* [Source excerpt]
· · ·

4 For it is impossible for those who were once enlightened, and have tasted the heavenly gift, and have become partakers of the Holy Spirit,
5 and have tasted the good word of God and the powers of the age to come,
6 if they fall away, to renew them again to repentance, since they crucify again for themselves the Son of God, and put Him to an open shame.
7 For the earth which drinks in the rain that often comes upon it, and bears herbs useful for those by whom it is cultivated, receives blessing from God;
8 but if it bears thorns and briers, it is rejected and near to being cursed, whose end is to be burned.
Those who think the warning in these verses is hypothetical — Stam, KJV Commentary, Wuest
Those who think the warning is addressed to Jews who were never saved — Ironside, Vine, Pink, Wuest
Those who think the warning was to Jews saved under the Kingdom who could lose their salvation — McLean
After all, they were baptized by Christ with the heavenly gift of the Holy Spirit starting at Pentecost and continuing until Israel fell. They were the ones who had tasted the good word of God and the powers of the world to come, which happens to be the focus of the book of Hebrews according to Hebrews 2:5. These Hebrews are the ones with the God-given ability to walk in God’s statues (Ezekiel 36:27) because the law of God is written in their hearts (Jeremiah 31:31-34; Hebrews 8:8-10) and they have no need that any man teach them (1 John 2:27).

· · ·

* [Entries shown]
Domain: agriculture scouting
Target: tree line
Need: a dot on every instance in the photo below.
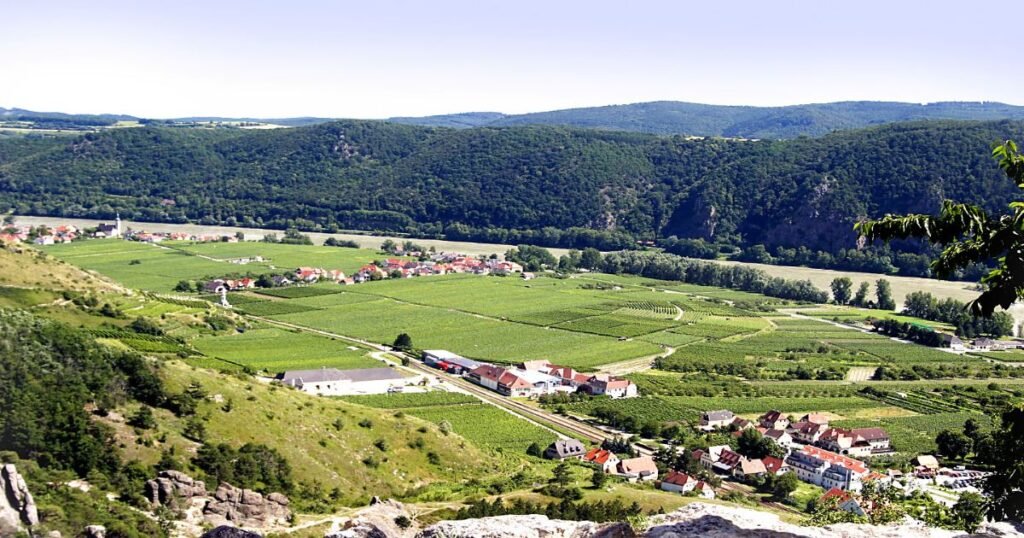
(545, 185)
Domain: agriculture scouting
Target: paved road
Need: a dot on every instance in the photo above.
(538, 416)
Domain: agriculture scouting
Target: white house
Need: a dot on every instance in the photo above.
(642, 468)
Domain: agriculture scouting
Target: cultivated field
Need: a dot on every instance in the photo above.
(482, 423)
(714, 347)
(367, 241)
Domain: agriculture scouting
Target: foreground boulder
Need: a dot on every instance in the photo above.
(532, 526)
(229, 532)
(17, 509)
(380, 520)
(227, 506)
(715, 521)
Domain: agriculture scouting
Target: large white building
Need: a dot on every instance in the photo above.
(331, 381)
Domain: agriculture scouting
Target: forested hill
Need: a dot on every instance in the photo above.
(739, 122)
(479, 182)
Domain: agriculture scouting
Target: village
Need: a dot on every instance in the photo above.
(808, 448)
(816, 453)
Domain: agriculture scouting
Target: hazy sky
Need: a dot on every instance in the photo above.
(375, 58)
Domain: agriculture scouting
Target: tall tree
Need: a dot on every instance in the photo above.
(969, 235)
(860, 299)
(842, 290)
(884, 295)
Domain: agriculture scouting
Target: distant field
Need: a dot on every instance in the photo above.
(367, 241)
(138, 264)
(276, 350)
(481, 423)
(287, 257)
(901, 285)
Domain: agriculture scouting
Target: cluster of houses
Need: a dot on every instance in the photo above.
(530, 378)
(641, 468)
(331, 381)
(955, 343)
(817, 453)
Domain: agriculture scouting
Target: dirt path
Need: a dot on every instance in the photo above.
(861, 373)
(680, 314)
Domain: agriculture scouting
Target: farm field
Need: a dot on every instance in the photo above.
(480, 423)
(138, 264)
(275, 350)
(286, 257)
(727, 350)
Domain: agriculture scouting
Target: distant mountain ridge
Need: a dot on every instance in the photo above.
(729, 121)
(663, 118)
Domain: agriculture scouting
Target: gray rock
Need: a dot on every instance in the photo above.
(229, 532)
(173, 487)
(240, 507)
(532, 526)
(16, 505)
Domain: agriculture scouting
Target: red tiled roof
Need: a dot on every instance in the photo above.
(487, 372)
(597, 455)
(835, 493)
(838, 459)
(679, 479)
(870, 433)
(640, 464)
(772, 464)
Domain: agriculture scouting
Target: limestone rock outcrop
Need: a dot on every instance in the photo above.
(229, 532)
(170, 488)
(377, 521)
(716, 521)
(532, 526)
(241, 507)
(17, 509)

· · ·

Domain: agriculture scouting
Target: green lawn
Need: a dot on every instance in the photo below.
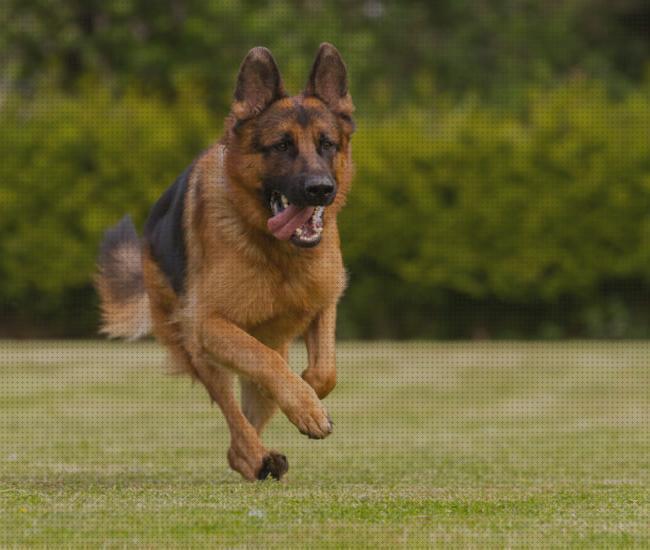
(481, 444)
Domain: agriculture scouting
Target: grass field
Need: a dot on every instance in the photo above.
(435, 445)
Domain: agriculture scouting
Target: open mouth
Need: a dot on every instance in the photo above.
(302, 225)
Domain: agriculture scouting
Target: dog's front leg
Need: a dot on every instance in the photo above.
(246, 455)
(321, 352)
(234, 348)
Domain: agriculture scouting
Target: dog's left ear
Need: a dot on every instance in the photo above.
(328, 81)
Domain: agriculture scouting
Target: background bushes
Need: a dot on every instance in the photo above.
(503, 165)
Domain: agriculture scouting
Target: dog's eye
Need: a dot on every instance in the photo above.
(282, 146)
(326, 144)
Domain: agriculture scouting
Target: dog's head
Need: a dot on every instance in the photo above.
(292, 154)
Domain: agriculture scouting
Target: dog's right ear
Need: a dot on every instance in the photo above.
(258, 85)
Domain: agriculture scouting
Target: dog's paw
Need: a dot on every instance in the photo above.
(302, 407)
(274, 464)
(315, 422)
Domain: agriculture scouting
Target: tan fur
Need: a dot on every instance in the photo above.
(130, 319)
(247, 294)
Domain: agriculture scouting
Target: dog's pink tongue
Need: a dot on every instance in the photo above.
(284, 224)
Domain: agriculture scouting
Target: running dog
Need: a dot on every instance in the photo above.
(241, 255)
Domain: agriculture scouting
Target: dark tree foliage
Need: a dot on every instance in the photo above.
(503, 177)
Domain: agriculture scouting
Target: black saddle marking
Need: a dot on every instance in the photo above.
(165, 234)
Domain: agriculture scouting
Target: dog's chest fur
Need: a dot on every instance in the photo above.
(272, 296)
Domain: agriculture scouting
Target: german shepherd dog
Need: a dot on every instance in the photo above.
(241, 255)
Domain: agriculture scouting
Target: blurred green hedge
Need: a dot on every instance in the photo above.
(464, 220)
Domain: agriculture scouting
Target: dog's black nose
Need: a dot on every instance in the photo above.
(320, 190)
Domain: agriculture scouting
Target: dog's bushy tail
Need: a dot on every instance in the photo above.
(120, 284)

· · ·

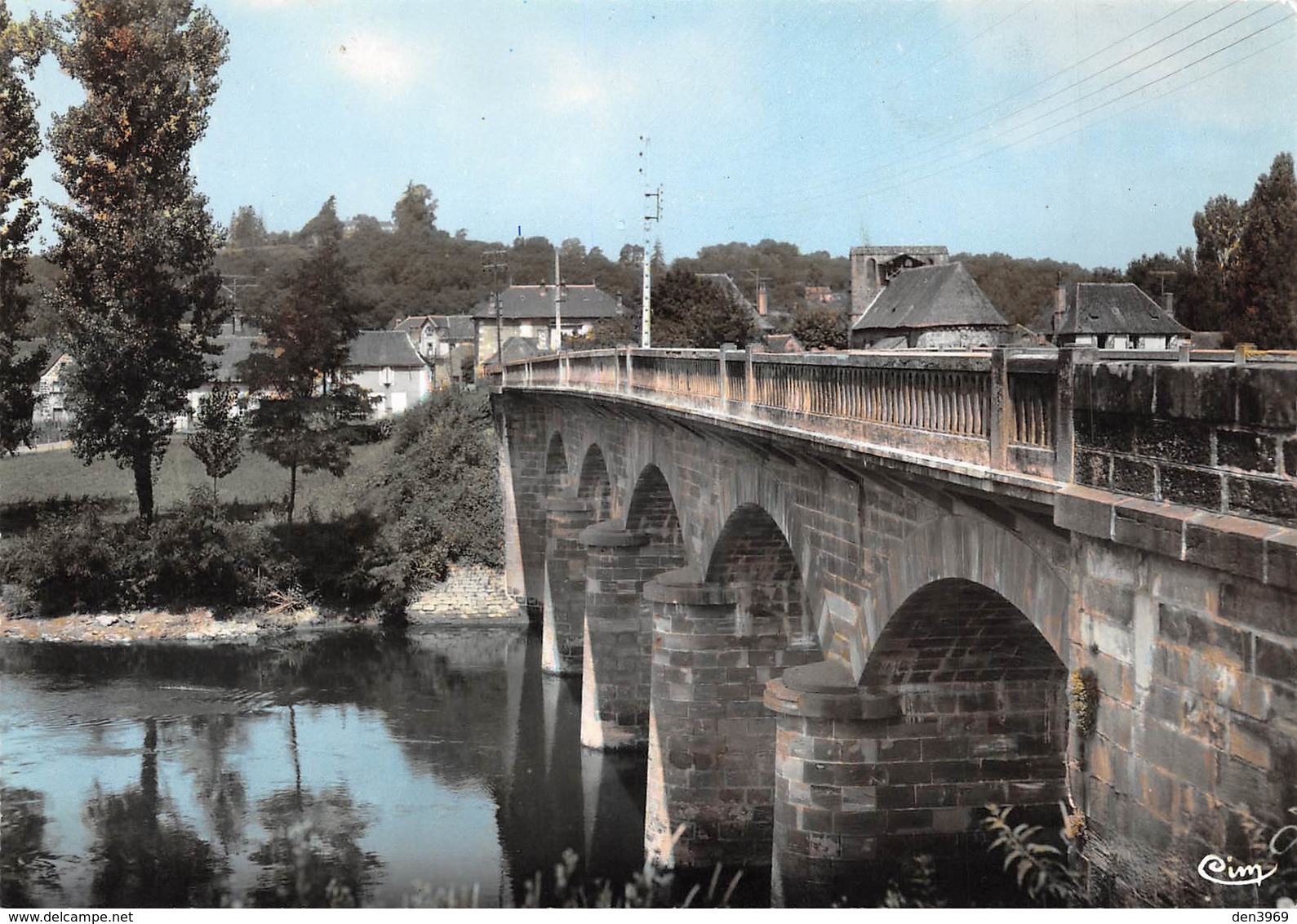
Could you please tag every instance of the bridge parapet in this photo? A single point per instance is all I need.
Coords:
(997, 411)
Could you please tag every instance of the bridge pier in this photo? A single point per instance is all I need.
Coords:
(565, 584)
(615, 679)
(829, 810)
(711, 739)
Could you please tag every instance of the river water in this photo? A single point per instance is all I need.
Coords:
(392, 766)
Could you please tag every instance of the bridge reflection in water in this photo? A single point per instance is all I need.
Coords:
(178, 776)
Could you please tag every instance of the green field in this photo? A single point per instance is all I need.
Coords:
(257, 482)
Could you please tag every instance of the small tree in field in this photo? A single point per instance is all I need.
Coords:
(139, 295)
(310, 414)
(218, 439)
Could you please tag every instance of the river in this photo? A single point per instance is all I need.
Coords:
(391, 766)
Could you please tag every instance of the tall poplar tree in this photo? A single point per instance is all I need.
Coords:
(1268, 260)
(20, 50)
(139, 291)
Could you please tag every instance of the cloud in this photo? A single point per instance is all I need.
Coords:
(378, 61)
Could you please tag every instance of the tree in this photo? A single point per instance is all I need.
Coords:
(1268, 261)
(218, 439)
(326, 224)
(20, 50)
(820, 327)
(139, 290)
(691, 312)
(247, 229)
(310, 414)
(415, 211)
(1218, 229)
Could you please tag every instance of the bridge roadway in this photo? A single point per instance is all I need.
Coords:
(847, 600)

· · ·

* [Work to do] In the commentary excerpt, which commentator is listed as holding that the warning was to Jews saved under the Kingdom who could lose their salvation?

* [Final result] McLean